[WRITTEN PROBLEM A] Write out the entire forum thread on orbits below, word for word.
-----
I Reasoning for circular/elliptical orbits

[Ibix]

Something about conservation of angular momentum and force being monotonically decreasing but I can't get the clear reasoning...

In a conservative force field, work done around a closed loop is zero. Draw any path from some point at radius $r_1$ to some point at radius $r_2$, and another path connecting another two points at $r_1$ and $r_2$. Close the loop by adding paths of constant $r$ connecting the lower ends of the paths to each other and the upper ends to each other. Because the force is central, no work is done along the paths of constant $r$. So the work done along the other two sides must be equal. But those paths are arbitrary - so the work done moving from one radius to another cannot depend on anything except the radii.

 

[Orodruin]

and the clear why? Something about conservation of angular momentum and force being monotonically decreasing but I can't get the clear reasoning...

Launch angle is not totally irrelevant btw, what if I launch the object with escape velocity towards the center of the earth? e hehe

The clear why is that both the gravitational potential and the angular momentum barrier of the effective radial 1D problem both go to zero at infinity. Therefore, any solution with energy > 0 will approach infinite radius

 

[Delta2]

The clear why is that both the gravitational potential and the angular momentum barrier of the effective radial 1D problem both go to zero at infinity. Therefore, any solution with energy > 0 will approach infinite radius

Ehm , what do you mean by "effective radial 1D problem". On the second sentence you probably mean any solution with energy>escape energy not energy >0.
-----
[WRITTEN PROBLEM B] From the records below, pick out every line that contains the word "shrub".
-----
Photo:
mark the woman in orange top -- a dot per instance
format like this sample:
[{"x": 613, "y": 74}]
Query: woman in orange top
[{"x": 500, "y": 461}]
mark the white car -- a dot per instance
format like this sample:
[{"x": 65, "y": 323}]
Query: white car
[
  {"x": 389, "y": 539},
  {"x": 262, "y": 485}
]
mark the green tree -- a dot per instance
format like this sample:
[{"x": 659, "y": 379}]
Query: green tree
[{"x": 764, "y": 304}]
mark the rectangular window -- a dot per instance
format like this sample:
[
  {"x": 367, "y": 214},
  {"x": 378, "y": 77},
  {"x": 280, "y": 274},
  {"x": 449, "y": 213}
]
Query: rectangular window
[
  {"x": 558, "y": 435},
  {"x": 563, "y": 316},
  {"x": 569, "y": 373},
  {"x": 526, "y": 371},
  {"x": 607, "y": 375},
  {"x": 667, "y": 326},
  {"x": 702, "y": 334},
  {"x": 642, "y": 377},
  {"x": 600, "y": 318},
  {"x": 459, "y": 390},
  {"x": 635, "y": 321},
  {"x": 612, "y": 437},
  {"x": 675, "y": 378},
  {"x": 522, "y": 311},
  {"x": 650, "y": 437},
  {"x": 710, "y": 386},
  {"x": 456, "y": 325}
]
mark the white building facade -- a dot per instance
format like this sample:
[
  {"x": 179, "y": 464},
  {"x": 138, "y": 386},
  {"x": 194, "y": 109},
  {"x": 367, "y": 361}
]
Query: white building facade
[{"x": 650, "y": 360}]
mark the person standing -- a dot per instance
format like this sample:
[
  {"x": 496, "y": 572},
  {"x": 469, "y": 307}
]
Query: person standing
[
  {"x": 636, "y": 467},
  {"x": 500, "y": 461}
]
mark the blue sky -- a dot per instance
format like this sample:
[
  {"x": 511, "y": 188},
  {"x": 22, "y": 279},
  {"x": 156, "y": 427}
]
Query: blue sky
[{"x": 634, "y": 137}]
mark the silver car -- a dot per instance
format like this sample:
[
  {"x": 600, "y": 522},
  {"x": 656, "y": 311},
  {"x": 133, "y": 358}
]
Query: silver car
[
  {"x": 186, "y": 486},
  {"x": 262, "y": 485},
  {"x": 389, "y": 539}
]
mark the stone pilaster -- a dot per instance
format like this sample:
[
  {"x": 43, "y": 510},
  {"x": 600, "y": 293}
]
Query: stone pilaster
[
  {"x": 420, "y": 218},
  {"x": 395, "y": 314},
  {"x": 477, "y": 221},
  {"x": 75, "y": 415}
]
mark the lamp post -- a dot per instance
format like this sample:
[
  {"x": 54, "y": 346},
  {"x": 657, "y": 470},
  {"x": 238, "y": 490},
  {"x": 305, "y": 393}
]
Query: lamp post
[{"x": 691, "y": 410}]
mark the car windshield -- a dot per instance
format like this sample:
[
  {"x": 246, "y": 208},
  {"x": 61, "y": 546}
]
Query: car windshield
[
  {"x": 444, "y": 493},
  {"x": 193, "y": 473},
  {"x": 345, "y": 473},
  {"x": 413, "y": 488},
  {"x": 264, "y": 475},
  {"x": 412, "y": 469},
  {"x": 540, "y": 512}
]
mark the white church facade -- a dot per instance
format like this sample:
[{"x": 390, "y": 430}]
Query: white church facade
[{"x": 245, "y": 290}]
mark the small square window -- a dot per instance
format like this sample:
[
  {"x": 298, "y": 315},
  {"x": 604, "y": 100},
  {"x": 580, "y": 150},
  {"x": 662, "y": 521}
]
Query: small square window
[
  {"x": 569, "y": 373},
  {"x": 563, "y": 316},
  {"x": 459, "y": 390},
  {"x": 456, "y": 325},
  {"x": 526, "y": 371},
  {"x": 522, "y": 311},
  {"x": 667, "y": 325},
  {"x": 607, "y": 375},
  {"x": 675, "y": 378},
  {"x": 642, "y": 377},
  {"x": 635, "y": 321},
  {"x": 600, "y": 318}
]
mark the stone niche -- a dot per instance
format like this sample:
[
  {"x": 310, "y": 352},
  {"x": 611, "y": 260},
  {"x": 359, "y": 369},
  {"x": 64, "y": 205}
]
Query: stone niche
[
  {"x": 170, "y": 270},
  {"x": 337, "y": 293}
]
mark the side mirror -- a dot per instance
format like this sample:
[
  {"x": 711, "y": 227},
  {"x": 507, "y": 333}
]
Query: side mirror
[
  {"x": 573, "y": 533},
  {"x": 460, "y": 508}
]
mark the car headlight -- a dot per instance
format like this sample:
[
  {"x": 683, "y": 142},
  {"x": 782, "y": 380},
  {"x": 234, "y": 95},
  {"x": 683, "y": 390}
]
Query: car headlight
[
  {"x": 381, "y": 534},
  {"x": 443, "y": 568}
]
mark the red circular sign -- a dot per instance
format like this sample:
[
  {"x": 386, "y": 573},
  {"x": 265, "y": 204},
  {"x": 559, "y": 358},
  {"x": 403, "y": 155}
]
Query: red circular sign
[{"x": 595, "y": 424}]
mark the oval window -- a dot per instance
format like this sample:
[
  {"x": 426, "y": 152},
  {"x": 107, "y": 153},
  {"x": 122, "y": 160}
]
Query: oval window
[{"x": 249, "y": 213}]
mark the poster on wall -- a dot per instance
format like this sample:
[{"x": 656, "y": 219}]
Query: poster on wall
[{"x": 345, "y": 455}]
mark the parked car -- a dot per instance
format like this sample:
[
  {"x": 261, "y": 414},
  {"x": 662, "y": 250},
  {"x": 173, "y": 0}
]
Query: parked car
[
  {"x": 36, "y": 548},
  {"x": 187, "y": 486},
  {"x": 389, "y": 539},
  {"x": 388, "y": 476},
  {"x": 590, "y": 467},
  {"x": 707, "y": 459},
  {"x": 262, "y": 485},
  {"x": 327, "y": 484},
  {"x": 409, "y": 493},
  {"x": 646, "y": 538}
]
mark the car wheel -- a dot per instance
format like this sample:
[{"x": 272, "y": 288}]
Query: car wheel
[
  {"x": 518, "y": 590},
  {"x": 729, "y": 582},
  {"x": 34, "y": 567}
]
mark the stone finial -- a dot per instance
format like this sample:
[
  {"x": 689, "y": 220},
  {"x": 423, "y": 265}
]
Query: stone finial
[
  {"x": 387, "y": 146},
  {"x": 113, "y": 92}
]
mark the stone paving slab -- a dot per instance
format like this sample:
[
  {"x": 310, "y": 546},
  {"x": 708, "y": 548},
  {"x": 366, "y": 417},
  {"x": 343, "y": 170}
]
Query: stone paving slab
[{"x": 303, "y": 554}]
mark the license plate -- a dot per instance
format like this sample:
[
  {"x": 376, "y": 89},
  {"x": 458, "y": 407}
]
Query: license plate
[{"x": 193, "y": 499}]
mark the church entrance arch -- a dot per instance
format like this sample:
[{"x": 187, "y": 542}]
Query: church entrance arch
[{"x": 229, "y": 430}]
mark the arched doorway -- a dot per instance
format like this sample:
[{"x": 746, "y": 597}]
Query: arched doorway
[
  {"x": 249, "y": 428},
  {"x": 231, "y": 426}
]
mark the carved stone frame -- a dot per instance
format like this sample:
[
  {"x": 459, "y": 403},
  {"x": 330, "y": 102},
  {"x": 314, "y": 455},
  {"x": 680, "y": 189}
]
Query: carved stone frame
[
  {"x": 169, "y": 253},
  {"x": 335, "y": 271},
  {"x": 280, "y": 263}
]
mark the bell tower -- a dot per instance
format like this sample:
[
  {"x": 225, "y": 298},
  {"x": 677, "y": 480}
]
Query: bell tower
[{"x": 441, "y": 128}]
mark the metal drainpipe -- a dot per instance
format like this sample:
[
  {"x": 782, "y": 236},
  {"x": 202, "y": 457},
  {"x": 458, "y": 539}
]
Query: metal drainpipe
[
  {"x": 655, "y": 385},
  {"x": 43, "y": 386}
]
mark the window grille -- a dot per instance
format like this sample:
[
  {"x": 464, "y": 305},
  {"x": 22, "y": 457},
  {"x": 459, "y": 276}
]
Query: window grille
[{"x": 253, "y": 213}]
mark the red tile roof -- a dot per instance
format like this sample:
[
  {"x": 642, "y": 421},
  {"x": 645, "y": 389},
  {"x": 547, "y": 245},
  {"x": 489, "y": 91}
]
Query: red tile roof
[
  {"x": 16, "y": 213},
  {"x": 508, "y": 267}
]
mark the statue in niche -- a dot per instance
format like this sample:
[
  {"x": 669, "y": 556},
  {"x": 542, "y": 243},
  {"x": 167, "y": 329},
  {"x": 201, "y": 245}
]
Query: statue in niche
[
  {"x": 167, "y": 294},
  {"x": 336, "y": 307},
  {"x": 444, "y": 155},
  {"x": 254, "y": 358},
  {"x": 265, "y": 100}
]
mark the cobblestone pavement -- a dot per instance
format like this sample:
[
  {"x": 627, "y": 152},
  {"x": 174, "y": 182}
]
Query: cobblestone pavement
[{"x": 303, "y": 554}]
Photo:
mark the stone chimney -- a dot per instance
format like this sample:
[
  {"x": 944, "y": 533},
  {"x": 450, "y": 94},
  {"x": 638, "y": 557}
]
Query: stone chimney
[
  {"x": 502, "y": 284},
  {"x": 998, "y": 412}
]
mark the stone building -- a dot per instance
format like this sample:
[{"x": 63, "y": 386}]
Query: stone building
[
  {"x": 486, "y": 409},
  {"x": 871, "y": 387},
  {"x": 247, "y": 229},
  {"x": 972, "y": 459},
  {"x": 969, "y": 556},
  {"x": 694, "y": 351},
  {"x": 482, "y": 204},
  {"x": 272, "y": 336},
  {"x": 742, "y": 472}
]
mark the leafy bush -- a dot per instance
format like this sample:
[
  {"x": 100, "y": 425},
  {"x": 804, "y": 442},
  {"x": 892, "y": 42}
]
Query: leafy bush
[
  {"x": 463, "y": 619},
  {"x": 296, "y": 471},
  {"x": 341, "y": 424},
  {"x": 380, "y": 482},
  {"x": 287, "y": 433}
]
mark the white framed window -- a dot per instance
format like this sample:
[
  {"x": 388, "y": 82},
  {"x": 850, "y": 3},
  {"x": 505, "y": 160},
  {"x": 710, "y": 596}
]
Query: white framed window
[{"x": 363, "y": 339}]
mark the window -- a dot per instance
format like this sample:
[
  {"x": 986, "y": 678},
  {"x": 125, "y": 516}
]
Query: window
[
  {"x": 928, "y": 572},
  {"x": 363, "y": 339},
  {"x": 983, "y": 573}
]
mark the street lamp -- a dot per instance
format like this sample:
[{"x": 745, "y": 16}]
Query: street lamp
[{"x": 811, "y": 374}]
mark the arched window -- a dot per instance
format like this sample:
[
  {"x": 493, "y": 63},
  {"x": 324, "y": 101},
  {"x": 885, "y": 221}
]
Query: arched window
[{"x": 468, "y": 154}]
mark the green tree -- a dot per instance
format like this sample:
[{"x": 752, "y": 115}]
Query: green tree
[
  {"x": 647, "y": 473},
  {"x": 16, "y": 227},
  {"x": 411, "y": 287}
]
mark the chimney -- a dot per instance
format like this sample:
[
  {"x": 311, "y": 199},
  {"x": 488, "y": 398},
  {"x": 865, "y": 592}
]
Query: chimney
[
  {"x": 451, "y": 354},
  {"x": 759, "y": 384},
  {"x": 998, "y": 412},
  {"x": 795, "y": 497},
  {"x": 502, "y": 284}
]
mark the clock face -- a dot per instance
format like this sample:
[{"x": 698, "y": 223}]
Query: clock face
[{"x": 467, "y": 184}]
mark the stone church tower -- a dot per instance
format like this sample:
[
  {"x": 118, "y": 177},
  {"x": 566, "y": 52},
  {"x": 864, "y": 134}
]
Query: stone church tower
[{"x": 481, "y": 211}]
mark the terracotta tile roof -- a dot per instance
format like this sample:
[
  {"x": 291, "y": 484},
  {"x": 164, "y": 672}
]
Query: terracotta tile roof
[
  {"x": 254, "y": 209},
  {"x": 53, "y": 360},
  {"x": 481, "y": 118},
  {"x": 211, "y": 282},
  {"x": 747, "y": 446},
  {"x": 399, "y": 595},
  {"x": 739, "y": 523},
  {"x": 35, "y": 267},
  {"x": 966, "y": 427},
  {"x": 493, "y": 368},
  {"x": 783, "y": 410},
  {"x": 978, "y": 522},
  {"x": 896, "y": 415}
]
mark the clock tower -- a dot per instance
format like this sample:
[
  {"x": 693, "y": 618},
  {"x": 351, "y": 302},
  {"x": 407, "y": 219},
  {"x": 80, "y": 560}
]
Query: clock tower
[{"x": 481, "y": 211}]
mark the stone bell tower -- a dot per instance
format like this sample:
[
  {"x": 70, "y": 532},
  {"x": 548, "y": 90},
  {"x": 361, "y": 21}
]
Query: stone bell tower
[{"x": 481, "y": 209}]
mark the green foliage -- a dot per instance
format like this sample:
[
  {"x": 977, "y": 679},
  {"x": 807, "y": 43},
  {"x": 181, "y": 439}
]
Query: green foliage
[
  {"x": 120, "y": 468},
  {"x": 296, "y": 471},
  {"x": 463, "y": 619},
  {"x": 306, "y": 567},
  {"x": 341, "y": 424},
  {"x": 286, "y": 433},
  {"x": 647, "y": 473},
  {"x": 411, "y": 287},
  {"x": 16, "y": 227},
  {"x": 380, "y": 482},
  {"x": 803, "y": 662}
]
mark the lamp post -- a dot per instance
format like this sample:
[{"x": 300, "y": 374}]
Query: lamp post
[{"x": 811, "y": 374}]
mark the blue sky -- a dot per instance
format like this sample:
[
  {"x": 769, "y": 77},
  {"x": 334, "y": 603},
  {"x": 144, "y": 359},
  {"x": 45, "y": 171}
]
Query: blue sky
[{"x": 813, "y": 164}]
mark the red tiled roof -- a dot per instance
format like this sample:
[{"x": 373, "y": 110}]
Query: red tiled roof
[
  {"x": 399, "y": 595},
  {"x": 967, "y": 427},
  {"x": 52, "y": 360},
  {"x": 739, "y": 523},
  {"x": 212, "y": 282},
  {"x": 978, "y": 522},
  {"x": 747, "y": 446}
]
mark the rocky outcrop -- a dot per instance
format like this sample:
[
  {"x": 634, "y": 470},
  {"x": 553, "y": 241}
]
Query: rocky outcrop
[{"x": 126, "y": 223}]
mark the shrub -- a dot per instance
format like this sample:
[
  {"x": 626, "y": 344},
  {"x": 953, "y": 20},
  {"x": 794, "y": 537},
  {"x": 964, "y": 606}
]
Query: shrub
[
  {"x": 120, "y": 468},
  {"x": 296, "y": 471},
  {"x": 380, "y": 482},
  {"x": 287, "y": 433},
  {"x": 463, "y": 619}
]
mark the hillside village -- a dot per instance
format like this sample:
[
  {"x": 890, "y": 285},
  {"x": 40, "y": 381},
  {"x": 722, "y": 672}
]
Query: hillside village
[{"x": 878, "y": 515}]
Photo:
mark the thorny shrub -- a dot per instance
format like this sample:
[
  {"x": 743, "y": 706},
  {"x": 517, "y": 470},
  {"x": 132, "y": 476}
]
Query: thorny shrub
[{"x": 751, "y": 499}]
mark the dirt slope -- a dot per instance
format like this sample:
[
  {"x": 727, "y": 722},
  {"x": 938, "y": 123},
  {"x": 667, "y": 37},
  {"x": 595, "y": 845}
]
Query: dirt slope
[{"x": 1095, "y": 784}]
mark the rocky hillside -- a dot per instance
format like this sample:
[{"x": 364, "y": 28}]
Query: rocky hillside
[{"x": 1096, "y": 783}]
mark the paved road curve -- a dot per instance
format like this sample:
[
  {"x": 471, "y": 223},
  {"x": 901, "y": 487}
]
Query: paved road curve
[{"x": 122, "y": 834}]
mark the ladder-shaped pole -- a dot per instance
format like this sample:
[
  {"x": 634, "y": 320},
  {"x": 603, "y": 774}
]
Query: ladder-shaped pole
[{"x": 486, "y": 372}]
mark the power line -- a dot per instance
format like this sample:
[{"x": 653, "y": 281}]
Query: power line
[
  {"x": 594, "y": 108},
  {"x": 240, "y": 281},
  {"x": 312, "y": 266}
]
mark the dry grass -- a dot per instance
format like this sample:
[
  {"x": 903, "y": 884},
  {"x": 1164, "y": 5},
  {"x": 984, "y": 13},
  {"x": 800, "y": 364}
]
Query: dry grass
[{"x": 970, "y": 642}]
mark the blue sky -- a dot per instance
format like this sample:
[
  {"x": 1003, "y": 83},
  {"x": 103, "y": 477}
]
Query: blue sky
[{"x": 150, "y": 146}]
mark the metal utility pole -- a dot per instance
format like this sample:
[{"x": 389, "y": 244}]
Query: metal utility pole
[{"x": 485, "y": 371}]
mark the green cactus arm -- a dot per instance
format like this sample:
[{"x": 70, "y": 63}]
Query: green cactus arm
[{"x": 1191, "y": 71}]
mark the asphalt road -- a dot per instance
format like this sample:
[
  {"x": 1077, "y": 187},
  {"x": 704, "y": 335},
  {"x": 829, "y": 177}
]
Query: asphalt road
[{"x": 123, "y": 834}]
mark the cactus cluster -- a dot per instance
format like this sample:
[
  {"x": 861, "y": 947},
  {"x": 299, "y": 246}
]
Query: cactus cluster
-----
[FINISHED ANSWER A]
I Reasoning for circular/elliptical orbits

[Ibix]

Something about conservation of angular momentum and force being monotonically decreasing but I can't get the clear reasoning...

In a conservative force field, work done around a closed loop is zero. Draw any path from some point at radius $r_1$ to some point at radius $r_2$, and another path connecting another two points at $r_1$ and $r_2$. Close the loop by adding paths of constant $r$ connecting the lower ends of the paths to each other and the upper ends to each other. Because the force is central, no work is done along the paths of constant $r$. So the work done along the other two sides must be equal. But those paths are arbitrary - so the work done moving from one radius to another cannot depend on anything except the radii.

 

[Orodruin]

and the clear why? Something about conservation of angular momentum and force being monotonically decreasing but I can't get the clear reasoning...

Launch angle is not totally irrelevant btw, what if I launch the object with escape velocity towards the center of the earth? e hehe

The clear why is that both the gravitational potential and the angular momentum barrier of the effective radial 1D problem both go to zero at infinity. Therefore, any solution with energy > 0 will approach infinite radius

 

[Delta2]

The clear why is that both the gravitational potential and the angular momentum barrier of the effective radial 1D problem both go to zero at infinity. Therefore, any solution with energy > 0 will approach infinite radius

Ehm , what do you mean by "effective radial 1D problem". On the second sentence you probably mean any solution with energy>escape energy not energy >0.

[FINISHED ANSWER B]
mark the shrub -- a dot per instance
Query: shrub
mark the thorny shrub -- a dot per instance
Query: thorny shrub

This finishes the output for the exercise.